(Position annotation rows)
== == ==

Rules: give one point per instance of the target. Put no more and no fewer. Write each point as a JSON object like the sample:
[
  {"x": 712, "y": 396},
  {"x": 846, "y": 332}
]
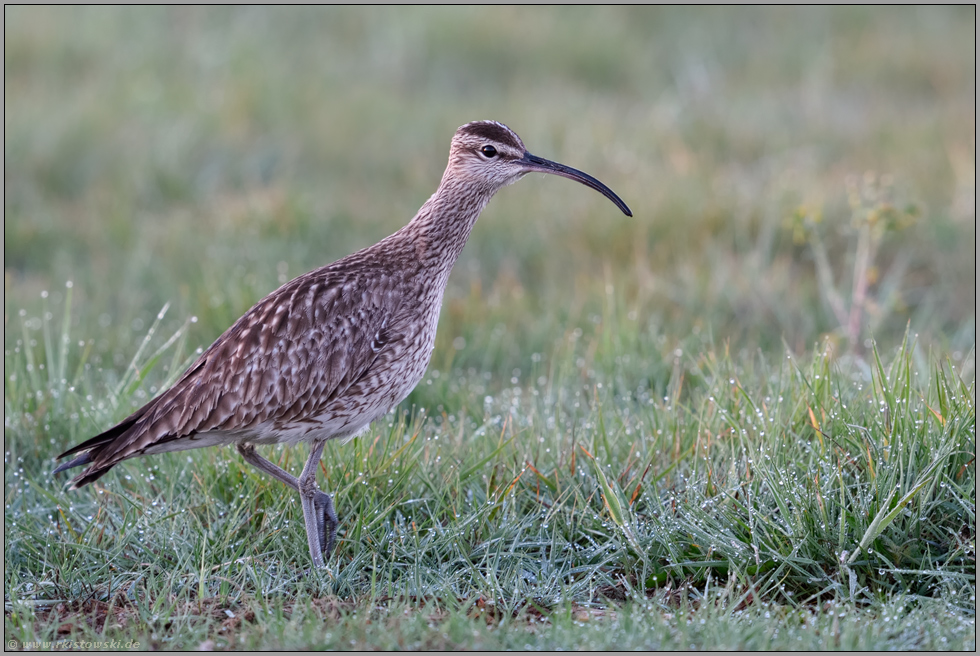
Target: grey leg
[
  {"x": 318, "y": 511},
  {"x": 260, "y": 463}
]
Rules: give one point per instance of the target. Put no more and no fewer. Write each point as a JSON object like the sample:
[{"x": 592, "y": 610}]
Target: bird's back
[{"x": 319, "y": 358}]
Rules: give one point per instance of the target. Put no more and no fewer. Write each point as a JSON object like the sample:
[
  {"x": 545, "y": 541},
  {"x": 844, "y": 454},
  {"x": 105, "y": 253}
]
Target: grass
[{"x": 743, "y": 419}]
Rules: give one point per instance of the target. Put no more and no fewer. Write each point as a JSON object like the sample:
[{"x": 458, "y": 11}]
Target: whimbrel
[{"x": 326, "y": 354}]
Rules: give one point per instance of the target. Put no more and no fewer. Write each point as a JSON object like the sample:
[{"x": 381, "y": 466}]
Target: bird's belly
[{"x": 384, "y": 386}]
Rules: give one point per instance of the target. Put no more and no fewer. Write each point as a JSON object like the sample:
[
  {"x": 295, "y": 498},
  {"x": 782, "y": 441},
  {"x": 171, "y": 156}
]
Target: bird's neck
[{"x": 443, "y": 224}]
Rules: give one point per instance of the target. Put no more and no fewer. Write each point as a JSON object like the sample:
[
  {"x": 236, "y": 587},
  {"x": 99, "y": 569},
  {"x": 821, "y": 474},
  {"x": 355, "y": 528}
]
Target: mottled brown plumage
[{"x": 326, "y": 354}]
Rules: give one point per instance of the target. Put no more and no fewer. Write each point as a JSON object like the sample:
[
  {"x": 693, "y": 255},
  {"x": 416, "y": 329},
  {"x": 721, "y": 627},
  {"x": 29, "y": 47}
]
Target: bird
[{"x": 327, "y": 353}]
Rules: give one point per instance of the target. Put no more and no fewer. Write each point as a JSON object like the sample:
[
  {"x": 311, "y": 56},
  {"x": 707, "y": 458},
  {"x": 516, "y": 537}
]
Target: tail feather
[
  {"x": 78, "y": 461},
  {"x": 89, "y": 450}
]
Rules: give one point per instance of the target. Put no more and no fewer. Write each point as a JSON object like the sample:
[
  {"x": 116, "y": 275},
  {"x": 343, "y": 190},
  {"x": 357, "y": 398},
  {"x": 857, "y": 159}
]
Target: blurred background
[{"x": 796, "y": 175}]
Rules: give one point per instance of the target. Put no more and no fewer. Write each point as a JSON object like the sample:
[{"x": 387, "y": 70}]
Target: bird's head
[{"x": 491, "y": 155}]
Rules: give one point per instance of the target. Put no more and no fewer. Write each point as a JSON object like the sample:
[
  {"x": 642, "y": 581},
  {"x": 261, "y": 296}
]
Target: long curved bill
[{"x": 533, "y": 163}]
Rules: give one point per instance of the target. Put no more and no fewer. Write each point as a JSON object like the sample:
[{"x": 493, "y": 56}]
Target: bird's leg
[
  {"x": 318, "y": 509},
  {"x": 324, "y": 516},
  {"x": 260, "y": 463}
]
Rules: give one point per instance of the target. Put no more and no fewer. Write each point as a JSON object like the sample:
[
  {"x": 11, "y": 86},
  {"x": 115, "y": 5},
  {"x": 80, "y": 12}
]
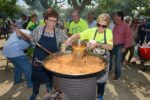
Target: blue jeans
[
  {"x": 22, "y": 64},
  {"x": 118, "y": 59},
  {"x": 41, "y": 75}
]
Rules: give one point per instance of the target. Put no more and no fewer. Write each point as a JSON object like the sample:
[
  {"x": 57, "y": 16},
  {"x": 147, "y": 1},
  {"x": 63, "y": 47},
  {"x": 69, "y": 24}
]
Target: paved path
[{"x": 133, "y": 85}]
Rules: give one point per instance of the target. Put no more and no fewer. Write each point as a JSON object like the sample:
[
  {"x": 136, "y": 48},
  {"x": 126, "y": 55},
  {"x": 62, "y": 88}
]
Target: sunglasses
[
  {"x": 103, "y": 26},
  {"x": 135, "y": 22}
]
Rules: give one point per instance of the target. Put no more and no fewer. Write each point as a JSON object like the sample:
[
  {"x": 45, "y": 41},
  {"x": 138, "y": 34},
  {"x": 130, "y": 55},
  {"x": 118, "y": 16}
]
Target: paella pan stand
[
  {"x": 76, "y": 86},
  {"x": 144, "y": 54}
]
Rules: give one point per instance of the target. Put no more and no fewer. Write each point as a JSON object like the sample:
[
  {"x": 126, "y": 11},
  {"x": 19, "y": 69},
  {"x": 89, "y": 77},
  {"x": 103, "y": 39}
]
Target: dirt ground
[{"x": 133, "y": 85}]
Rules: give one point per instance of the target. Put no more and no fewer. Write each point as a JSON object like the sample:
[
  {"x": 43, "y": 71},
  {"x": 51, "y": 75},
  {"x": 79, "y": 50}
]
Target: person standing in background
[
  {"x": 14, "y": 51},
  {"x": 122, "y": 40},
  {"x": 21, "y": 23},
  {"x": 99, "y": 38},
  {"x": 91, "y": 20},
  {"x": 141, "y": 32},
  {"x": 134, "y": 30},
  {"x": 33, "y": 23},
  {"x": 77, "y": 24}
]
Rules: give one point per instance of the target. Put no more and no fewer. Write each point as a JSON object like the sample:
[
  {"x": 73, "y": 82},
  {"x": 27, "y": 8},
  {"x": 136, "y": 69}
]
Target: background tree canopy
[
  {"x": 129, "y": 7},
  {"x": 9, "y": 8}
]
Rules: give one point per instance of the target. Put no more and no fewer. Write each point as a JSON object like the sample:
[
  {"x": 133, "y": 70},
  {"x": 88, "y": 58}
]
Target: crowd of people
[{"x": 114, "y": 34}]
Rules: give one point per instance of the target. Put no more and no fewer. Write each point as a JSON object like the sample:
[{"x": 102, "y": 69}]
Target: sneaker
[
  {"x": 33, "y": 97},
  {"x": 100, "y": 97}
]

== == ==

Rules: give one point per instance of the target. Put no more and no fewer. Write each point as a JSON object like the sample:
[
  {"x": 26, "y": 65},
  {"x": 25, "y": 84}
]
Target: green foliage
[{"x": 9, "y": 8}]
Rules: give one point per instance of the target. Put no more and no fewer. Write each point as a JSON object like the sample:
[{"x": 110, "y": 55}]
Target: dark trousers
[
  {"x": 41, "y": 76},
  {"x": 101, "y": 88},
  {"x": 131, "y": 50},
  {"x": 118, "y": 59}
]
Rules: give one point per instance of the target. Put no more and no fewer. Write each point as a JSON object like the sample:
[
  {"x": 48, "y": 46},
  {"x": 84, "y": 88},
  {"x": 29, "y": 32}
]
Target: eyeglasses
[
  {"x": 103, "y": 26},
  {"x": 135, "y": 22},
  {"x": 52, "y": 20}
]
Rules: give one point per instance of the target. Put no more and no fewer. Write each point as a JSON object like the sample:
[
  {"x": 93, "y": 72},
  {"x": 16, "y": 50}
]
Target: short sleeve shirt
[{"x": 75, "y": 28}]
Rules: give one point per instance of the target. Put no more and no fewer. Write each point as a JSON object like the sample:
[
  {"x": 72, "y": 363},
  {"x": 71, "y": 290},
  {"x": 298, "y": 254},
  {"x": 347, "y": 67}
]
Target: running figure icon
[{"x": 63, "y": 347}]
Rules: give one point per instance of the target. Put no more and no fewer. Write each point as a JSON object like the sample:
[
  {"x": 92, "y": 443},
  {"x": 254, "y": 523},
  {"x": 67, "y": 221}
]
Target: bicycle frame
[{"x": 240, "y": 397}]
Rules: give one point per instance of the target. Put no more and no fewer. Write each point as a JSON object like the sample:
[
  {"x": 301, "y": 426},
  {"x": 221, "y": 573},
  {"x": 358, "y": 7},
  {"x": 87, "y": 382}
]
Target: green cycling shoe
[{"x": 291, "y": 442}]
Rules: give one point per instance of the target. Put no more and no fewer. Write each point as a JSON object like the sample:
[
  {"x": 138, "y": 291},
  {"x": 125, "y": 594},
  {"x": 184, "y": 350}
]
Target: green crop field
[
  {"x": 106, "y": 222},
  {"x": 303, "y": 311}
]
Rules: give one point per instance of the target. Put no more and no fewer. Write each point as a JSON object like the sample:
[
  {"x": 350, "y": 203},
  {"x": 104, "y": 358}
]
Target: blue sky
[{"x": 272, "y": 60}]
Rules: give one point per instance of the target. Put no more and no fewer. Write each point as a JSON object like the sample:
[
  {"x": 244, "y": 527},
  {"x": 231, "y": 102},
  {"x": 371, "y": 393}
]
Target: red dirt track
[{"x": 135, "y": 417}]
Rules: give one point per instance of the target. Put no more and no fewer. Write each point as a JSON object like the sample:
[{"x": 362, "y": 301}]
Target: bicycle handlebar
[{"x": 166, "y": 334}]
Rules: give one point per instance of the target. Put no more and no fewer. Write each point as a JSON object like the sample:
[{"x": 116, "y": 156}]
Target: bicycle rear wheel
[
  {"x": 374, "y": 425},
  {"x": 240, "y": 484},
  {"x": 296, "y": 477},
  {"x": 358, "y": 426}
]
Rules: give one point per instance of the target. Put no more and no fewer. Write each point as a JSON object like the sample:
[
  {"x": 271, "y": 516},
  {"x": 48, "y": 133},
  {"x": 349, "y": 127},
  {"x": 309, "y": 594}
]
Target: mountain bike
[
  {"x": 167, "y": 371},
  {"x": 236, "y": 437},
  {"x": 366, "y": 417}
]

== == ==

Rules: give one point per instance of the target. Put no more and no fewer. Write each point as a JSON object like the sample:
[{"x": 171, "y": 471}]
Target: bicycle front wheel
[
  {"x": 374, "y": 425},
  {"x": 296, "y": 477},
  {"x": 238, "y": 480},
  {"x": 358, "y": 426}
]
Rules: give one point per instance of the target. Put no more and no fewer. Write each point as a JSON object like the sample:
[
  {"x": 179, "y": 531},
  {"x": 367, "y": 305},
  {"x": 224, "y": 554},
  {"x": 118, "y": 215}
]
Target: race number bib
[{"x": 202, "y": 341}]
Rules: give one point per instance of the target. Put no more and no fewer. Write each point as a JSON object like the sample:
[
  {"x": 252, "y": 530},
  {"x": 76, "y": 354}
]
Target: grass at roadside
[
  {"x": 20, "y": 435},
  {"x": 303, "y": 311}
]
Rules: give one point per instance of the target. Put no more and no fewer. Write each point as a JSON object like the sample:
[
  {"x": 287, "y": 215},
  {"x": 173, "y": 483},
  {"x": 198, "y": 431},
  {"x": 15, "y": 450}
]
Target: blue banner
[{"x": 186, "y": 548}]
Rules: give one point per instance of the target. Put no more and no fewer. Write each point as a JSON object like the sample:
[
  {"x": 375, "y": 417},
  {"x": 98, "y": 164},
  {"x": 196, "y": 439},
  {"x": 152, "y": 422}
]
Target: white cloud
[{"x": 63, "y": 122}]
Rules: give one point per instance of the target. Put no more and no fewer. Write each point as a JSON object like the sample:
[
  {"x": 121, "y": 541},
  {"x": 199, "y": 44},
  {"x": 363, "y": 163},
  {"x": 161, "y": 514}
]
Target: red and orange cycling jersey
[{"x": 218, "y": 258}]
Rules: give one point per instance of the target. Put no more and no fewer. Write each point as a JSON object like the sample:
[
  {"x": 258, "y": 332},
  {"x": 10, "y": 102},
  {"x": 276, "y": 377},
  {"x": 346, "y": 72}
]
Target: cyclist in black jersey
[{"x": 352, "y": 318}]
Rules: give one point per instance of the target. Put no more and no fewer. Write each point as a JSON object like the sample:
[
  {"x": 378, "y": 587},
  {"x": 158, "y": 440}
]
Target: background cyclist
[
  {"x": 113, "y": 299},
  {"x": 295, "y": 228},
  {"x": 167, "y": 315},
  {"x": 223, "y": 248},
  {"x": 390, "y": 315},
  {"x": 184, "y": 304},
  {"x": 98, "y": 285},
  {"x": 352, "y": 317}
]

== == ==

### AIM OF THE TASK
Count the lines in the rows above that contain the string "cyclist". Give only the number.

### TASK RESULT
2